(Provided passage begins)

Permalink | Author: Dan Dart | Published: 2009-12-29 13:20:00.001 UTC | Tags: ajax api apps cloud css desktop fast gui html html5 javascript linux networking operating system os php social sql xenon
An alpha version of the Xenon Desktop has been released. A description of the project follows.
Xenon is a portable web or browser based desktop for netbooks and thin clients, designed to be the easiest desktop ever.
The desktop includes a new GUI stepping away from traditional menus and is optimised for touchscreen and small devices.
The system integrates social networking features and standard desktop features into one software package.
Being browser-based, it is cross platform and cross architecture. It is built on HTML5 and PHP components, and can be run on extremely low-powered machines, allowing for cheap distribution and devices.
The backend can be run online (for users to access their data everywhere), on a personal LAN server, or on a small device, so the system can work offline, or if there are concerns about cloud storage.
An API is available at xenon.kevinghadyani.com/wiki/index.php/Developing_Apps (edit 2021: page not archived), so anyone can start developing apps to distribute in Xenon's upcoming App Store.
The project's homepage is located at https://hackerlanes.com (edit 2021: archived) including the online desktop, ready for instant testing and a download of the alpha image for your server. The actual small footprint OS that will run on netbooks will come later.
We encourage contributions to the project, in the form of code (the languages currently used are (X)HTML, CSS, Javascript, PHP and MySQL), art (eg icons, backgrounds, GUI concepts) or even just ideas.

(Provided passage ends)
(Information supplied begins)

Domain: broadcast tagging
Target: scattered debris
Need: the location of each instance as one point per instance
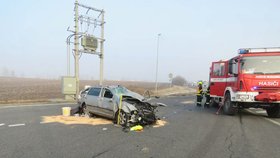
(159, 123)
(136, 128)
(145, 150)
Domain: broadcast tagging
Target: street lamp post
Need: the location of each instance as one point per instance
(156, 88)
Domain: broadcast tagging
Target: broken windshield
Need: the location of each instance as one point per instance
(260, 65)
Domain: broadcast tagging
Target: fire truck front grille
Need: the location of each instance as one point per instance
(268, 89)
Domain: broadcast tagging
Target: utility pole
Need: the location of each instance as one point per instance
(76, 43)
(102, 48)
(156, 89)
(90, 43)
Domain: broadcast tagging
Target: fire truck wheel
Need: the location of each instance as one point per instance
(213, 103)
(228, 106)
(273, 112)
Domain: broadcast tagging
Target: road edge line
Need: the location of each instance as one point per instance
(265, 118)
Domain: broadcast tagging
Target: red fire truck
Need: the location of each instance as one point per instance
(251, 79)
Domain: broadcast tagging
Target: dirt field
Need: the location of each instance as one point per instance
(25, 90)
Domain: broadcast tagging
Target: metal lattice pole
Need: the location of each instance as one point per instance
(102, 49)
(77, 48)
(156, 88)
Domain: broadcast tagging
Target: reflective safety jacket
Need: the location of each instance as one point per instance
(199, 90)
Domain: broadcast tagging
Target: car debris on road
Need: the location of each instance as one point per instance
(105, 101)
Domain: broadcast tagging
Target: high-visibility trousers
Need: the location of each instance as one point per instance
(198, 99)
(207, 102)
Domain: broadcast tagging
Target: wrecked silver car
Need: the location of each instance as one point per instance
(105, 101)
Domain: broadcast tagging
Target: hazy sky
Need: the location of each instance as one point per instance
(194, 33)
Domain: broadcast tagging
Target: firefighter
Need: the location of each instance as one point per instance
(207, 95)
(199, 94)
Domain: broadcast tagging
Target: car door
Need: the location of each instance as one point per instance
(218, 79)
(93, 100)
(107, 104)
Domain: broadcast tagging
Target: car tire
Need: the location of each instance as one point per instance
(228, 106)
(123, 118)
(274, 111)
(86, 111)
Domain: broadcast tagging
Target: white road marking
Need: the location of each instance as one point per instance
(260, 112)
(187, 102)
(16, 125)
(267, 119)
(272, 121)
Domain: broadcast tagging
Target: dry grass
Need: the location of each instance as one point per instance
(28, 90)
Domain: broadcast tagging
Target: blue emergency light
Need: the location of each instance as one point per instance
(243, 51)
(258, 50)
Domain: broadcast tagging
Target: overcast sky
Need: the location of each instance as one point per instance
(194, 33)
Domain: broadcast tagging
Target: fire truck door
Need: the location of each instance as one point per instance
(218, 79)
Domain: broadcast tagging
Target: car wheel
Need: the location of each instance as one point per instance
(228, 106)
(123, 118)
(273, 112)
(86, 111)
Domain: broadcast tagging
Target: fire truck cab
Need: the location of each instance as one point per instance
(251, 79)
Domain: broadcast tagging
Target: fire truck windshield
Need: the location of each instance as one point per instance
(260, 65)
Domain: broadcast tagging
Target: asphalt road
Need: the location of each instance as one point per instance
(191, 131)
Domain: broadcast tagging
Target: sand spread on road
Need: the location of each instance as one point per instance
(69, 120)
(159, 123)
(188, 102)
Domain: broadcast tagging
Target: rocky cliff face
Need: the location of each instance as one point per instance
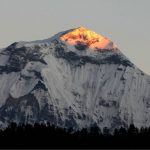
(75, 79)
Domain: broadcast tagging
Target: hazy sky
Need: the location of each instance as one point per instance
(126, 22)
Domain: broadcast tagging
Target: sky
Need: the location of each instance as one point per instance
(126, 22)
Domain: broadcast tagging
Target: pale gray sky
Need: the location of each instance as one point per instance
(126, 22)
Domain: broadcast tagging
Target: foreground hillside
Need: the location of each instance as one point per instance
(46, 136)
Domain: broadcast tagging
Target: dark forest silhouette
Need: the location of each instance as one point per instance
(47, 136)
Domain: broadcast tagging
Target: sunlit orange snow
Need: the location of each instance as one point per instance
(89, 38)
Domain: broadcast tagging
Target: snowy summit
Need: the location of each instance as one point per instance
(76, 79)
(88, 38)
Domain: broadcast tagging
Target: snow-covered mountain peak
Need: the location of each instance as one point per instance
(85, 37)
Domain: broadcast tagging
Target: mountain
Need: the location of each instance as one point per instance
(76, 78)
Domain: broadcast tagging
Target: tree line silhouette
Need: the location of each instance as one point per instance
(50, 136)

(Information supplied ends)
(Information supplied begins)

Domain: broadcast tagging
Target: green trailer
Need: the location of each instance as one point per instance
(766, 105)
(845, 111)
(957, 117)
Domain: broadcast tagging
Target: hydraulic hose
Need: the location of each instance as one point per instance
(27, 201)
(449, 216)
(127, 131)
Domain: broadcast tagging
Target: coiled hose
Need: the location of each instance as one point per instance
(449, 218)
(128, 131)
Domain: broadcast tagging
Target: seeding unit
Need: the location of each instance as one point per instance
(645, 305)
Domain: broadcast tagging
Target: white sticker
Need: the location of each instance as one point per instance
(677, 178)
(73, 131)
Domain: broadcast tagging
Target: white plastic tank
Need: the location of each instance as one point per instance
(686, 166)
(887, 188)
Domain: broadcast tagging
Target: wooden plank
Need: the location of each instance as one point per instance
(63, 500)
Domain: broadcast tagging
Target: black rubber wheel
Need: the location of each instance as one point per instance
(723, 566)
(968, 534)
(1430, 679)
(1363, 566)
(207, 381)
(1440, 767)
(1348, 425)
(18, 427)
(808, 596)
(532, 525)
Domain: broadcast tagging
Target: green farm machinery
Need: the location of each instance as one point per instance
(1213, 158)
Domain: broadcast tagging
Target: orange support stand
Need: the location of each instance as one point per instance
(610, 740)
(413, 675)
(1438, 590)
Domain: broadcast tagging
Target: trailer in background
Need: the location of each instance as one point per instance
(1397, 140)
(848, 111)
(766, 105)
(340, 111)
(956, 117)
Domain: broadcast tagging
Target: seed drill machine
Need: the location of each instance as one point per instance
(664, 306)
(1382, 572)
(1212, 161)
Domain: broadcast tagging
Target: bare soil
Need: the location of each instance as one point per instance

(Information supplied ends)
(Information supplied begins)

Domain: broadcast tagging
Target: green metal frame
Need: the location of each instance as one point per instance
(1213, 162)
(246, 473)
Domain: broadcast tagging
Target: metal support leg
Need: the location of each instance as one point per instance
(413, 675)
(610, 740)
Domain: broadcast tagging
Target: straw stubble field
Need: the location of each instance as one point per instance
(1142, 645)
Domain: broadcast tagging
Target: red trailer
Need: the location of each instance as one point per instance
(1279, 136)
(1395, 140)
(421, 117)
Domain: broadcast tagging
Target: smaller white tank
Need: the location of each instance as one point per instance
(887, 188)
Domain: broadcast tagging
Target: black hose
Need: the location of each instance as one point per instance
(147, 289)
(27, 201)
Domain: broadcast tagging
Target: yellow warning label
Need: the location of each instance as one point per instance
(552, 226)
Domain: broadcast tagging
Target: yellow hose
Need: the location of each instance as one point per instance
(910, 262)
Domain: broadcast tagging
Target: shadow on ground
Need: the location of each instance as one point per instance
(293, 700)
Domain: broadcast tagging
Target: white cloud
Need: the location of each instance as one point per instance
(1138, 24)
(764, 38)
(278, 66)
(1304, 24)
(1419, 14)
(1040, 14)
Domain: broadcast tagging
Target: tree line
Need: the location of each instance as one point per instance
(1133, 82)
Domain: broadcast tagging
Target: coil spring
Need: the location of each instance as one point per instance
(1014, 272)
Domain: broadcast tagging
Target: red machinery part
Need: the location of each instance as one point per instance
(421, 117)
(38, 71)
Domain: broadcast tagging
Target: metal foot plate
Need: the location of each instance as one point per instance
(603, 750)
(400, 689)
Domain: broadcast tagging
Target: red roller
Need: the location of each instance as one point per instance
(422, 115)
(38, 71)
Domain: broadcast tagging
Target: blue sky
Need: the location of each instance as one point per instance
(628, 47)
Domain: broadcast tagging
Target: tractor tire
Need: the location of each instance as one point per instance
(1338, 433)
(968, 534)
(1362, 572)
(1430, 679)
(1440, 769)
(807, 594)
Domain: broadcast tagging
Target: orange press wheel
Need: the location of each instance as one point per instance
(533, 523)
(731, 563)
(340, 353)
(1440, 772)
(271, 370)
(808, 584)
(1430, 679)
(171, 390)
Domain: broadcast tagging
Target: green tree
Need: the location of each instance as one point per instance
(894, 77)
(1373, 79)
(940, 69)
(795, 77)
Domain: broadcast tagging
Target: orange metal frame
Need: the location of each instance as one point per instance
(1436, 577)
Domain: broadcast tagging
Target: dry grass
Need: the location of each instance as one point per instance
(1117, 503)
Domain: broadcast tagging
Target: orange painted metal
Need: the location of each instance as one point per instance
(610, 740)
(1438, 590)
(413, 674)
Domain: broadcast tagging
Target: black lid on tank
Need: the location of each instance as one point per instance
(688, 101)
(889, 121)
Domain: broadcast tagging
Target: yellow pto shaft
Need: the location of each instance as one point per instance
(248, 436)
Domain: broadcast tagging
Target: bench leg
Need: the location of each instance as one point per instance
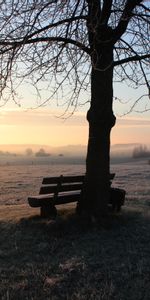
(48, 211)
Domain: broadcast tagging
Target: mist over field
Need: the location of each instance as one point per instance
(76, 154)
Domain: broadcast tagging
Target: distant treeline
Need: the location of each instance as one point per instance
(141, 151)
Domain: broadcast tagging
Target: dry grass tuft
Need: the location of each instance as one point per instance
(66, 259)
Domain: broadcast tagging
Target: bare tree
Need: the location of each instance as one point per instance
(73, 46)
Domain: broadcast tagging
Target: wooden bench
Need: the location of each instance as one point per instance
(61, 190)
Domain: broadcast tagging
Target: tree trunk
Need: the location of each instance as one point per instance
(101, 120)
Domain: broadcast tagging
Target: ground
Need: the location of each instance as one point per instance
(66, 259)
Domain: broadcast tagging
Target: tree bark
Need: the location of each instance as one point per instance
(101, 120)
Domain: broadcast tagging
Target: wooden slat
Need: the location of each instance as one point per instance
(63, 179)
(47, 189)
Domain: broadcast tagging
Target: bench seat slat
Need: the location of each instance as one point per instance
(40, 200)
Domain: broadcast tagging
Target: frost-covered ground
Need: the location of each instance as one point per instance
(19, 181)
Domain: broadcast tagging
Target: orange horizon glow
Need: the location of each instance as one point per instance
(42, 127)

(Information supplied ends)

* Action item: According to the Xenon Desktop announcement, where can the backend be run?

* Expected answer: Online, on a personal LAN server, or on a small device.